### [TU OBJETIVO]
Transcribe sin ningún cambio las líneas que van desde la que contiene "If you could tag each instance of the limestone" hasta el final de las entradas, ambas incluidas.

### [Entradas del conjunto de datos]
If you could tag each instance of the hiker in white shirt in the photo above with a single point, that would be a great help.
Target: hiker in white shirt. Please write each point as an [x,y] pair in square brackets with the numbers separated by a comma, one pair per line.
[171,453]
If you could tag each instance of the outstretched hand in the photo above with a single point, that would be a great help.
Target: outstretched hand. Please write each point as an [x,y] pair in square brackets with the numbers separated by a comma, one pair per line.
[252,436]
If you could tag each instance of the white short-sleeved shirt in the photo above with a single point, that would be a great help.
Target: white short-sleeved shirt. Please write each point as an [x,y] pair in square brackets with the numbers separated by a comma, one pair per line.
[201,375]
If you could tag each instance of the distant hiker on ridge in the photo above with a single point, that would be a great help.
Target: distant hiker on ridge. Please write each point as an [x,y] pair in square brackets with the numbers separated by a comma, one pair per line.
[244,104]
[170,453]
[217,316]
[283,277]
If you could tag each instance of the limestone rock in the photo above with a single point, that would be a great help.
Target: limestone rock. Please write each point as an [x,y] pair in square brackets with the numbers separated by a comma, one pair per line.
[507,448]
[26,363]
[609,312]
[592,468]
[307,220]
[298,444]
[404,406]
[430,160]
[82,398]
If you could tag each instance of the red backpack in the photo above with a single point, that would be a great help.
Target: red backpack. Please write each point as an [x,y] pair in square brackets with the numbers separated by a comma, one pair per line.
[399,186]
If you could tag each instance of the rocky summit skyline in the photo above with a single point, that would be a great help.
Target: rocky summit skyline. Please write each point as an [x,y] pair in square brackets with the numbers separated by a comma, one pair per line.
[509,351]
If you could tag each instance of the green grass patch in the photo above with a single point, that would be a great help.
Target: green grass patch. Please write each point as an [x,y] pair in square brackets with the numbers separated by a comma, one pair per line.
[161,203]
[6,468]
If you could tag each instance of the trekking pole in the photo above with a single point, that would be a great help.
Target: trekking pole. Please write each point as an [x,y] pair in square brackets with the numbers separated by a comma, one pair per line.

### [RESULTADO ESPERADO]
If you could tag each instance of the limestone rock in the photo above with a single point, that would be a great help.
Target: limestone rock. Please write each point as an [x,y] pair in square brackets with the numbers separated by a comma, one pair per line.
[507,448]
[26,363]
[609,312]
[592,468]
[307,220]
[298,444]
[404,406]
[430,160]
[82,398]
If you could tag each instance of the red backpack in the photo above with a single point, that would be a great help.
Target: red backpack. Please write each point as an [x,y] pair in square brackets with the numbers separated by a comma, one pair per line.
[399,186]
If you could tag each instance of the rocky summit skyline in the photo above with a single point, that would be a great help.
Target: rocky summit skyline. Please write each point as an [x,y] pair in square brackets with the numbers separated by a comma, one pair per line.
[509,351]
If you could tag each instance of the green grass patch in the photo above with a single point, that would be a great help.
Target: green grass patch. Please write each point as an [x,y] pair in square brackets with the numbers separated by a comma, one pair per line.
[161,203]
[6,468]
If you could tag each instance of the trekking pole in the photo above with a single point, that would be a great help.
Target: trekking pole. Please write each point as an [x,y] pair in square brackets with the numbers separated by a comma, one pair per line.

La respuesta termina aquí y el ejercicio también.